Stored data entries
=== Begin Enclosure ===
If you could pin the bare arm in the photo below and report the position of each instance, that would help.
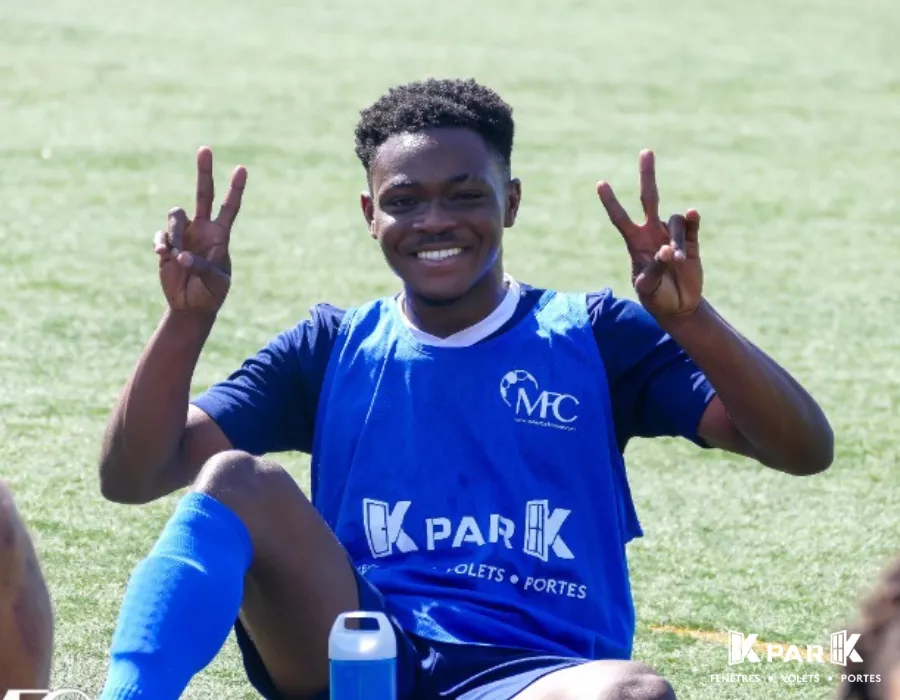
(760, 410)
(154, 444)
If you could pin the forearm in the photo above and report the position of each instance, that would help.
(144, 432)
(784, 425)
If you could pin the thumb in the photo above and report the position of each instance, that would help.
(215, 280)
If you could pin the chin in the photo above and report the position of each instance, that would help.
(438, 292)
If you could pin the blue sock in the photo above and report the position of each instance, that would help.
(181, 602)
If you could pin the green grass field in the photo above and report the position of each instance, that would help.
(778, 122)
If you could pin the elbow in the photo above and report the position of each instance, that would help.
(816, 458)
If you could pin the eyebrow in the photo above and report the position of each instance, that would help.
(403, 181)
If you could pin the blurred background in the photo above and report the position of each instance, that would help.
(777, 120)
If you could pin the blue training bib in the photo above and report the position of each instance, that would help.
(480, 489)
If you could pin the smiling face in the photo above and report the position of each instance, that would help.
(439, 202)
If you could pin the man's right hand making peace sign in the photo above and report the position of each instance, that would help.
(194, 263)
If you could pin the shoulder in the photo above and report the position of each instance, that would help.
(317, 332)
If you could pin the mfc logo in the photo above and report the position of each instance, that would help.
(385, 533)
(520, 391)
(740, 649)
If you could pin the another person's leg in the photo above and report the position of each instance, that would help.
(26, 615)
(601, 680)
(245, 541)
(876, 676)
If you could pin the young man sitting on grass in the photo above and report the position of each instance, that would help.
(26, 614)
(466, 437)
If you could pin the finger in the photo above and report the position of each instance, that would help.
(649, 191)
(648, 281)
(178, 223)
(616, 212)
(677, 227)
(161, 243)
(205, 185)
(692, 227)
(231, 205)
(215, 280)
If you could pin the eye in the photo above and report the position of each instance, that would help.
(401, 202)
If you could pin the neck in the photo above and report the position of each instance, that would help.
(443, 319)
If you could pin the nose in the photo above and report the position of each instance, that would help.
(434, 218)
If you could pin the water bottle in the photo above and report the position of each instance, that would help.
(363, 661)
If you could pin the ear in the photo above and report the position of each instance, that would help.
(367, 204)
(513, 200)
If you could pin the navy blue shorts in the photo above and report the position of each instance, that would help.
(429, 670)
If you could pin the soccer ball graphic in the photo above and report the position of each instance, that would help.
(511, 380)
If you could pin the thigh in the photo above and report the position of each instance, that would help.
(600, 680)
(300, 578)
(26, 618)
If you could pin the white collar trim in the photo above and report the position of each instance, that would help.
(473, 334)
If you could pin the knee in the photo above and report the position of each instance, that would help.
(639, 682)
(248, 485)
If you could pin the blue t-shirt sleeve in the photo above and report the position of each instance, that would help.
(270, 403)
(655, 388)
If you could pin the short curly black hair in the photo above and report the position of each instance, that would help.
(436, 103)
(879, 641)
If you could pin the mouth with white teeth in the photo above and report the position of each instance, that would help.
(438, 255)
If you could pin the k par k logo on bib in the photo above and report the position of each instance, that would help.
(540, 534)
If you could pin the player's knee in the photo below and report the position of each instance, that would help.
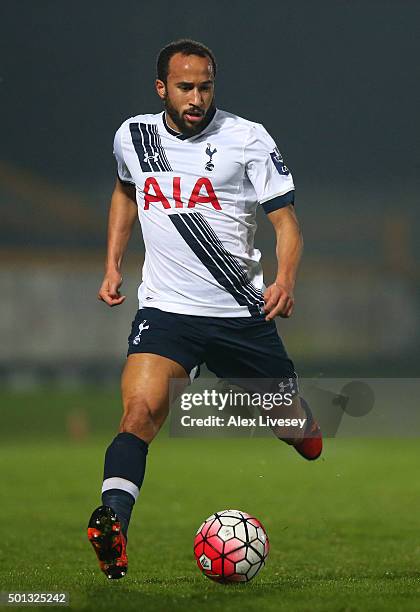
(138, 415)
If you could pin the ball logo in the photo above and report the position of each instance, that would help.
(277, 159)
(153, 157)
(142, 328)
(209, 165)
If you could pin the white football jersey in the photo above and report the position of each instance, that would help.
(197, 199)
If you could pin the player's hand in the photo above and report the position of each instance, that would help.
(109, 291)
(279, 301)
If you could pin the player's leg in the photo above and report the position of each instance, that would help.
(145, 393)
(249, 349)
(161, 360)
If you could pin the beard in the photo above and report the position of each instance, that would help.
(180, 122)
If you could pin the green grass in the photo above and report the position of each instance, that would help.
(344, 530)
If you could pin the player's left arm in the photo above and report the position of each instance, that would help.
(278, 297)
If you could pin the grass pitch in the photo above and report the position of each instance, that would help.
(344, 530)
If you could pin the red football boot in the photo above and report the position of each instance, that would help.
(109, 543)
(310, 447)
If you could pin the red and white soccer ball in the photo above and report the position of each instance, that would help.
(231, 546)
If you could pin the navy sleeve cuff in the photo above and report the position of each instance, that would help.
(279, 202)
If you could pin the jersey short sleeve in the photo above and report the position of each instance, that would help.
(122, 170)
(270, 177)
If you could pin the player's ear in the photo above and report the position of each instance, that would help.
(160, 88)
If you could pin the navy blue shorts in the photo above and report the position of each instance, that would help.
(244, 347)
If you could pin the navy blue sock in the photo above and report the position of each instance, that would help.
(125, 464)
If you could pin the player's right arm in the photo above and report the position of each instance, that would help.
(121, 218)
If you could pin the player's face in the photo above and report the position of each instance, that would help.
(188, 94)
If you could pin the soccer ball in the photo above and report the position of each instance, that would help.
(231, 546)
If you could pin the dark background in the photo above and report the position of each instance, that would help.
(336, 83)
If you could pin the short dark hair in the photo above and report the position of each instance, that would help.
(185, 46)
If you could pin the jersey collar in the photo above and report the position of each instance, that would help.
(181, 136)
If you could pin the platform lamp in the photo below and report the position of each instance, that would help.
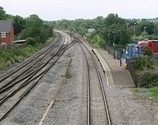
(114, 32)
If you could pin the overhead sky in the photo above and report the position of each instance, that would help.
(88, 9)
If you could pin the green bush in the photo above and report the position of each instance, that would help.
(148, 79)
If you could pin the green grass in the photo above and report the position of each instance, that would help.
(143, 93)
(68, 75)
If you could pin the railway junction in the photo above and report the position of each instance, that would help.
(71, 83)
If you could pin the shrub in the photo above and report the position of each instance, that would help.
(148, 79)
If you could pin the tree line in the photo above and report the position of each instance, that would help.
(32, 28)
(124, 30)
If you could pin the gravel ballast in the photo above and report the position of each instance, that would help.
(70, 106)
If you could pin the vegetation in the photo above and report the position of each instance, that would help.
(32, 29)
(68, 75)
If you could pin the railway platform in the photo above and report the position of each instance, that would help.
(121, 77)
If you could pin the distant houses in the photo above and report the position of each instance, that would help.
=== End Enclosure ===
== Problem description ==
Please write the data out again exactly, but do not carry over the pictures.

== Exercise result ==
If you could pin the bare arm in the photo below and report the position of each instance, that would help.
(760, 410)
(154, 444)
If you could pin the forearm in the photo above and report the position of each instance, that would help.
(144, 432)
(784, 425)
If you could pin the thumb in the photo above and report the position of each instance, that would help.
(215, 280)
If you could pin the chin in the photo above and report the position of each instance, that would help.
(438, 292)
If you could pin the blue sock in the photo above and report the position of each instance, that would help.
(181, 602)
If you could pin the green grass field in the photo above and report the position of each instance, that would help.
(778, 122)
If you could pin the elbow in the photo above and report the position of each instance, that would help.
(816, 458)
If you could pin the eyebrow in the photo above and report the position of each instance, that would help.
(403, 181)
If you could pin the blurred background in the photo above and report the position of each instance, that would help.
(777, 120)
If you could pin the blue training bib in the photo above and report the position of each instance, that would help.
(480, 489)
If you could pin the smiling face in the photo above and report the position of each instance, that would help.
(439, 202)
If you could pin the man's right hand making peace sign in the photo above and report the position of each instance, that would help.
(194, 263)
If you could pin the shoulder in the photo above and report the position of each instance, that would help.
(317, 332)
If you could pin the mfc logo in the photo above and report the position of each instance, that would help.
(385, 533)
(520, 391)
(740, 649)
If you could pin the another person's leg in the photo above and report the position of each instance, that would help.
(26, 615)
(601, 680)
(245, 541)
(876, 676)
If you could pin the young man sitting on grass in the photo above and report the position of each instance, that would help.
(26, 614)
(466, 437)
If you could pin the finger in the photo above and report the position of each instance, that would help.
(649, 191)
(648, 281)
(178, 223)
(616, 212)
(677, 227)
(161, 243)
(205, 185)
(692, 227)
(231, 205)
(215, 280)
If you could pin the eye in the photo above and report the position of each instance, that would help.
(401, 202)
If you could pin the neck in the photo above and report the position of each instance, that would help.
(443, 319)
If you could pin the nose in the photo above and report the position of each instance, that would help.
(434, 218)
If you could pin the water bottle in the photo above and report the position of each instance, that would help.
(363, 661)
If you could pin the ear in the photo above and report the position of each instance, that would help.
(367, 204)
(513, 200)
If you could pin the navy blue shorts in the photo above and report the position of each instance, that would help.
(429, 670)
If you could pin the soccer ball graphic in the photo above and report the position of each instance, that would help.
(511, 380)
If you could pin the thigh in the photo above and report the position of each instance, that would help.
(600, 680)
(300, 578)
(26, 618)
If you could pin the white collar trim in the photo above and report the position of each instance, that would help.
(473, 334)
If you could pin the knee in the photo above and report the position of each instance, that would help.
(639, 682)
(248, 485)
If you could pin the blue t-shirt sleeve in the photo above and report the position of each instance, that would help.
(270, 403)
(655, 388)
If you could pin the short curly black hair in the photo above and report the position of each instance, that would help.
(436, 103)
(879, 641)
If you could pin the mouth with white teeth in the photo above and report the position of each instance, that would help.
(438, 255)
If you could pin the k par k logo on bib in the photo above and report the position of each instance, that would help.
(540, 534)
If you could pin the player's knee in the photo below and report the position of each instance, that would help.
(138, 415)
If you could pin the ball logo in the photo above and report the position of each instance, that would help.
(277, 159)
(153, 157)
(142, 328)
(209, 165)
If you could pin the white football jersey in the photo above and report the position of each instance, that would help.
(197, 199)
If you could pin the player's hand in the photo above and report the position of each instance, that would help.
(109, 291)
(279, 301)
If you could pin the player's leg in the photo above and report the position of each instance, that would help.
(145, 393)
(249, 349)
(161, 360)
If you could pin the beard in the photo above and report the position of each instance, that would help.
(180, 122)
If you could pin the green grass in the photo above and report the position of each instance, that would help.
(344, 530)
If you could pin the player's left arm in the photo above and report the position of each instance, that would help.
(278, 297)
If you could pin the grass pitch in the photo above and report the position of each instance, that would help.
(344, 530)
If you could pin the red football boot in the photo above and report the position of each instance, that would help.
(109, 543)
(310, 447)
If you could pin the red and white soccer ball in the photo above and report the position of each instance, that would help.
(231, 546)
If you could pin the navy sleeve cuff in the photo above and report the position of each instance, that would help.
(279, 202)
If you could pin the jersey short sleeve in the photo above and report the position of each instance, that would help.
(122, 170)
(270, 177)
If you could pin the player's ear in the photo above and report the position of each instance, that would help.
(160, 88)
If you could pin the navy blue shorts in the photo above and report the position of each instance, that would help.
(244, 347)
If you could pin the navy blue sock in the photo above and report the position of each instance, that would help.
(125, 464)
If you could pin the player's right arm in the photo above and report the position of each instance, that would help.
(121, 218)
If you could pin the player's face in the photo above and report the position of each instance, that would help.
(188, 94)
If you could pin the soccer ball in the photo above and report the position of each instance, that would help.
(231, 546)
If you could pin the dark background in the photo above and report the position of each instance, that would help.
(336, 83)
If you could pin the short dark hair in the photo above and report the position of each instance, that would help.
(185, 46)
If you could pin the jersey collar in the photo above and report the position of each instance, that would help.
(181, 136)
If you could pin the platform lamp in the photo below and report the position of each instance, that would help.
(114, 32)
If you could pin the overhead sky in the photo above and report the position of each instance, that would help.
(88, 9)
If you could pin the green bush in the photo above and report the position of each instance, that would help.
(148, 79)
If you could pin the green grass in the photo above and report the position of each instance, that would help.
(143, 93)
(68, 75)
If you could pin the railway junction in the photo above and report the position of each instance, that would help.
(71, 83)
If you could pin the shrub in the photo above and report the position of each instance, that would help.
(148, 79)
If you could pin the tree line in the photo above and report the position of each instance, that would help.
(32, 28)
(124, 30)
If you could pin the gravel ballast in the photo above and report the position of each instance, that would help.
(70, 106)
If you could pin the vegetation in the photo above and report the position of each instance, that would help.
(32, 29)
(68, 75)
If you could pin the railway platform in the photo above and report the position of each instance, that would help.
(121, 77)
If you could pin the distant houses in the photo above and report the position of each instance, that would help.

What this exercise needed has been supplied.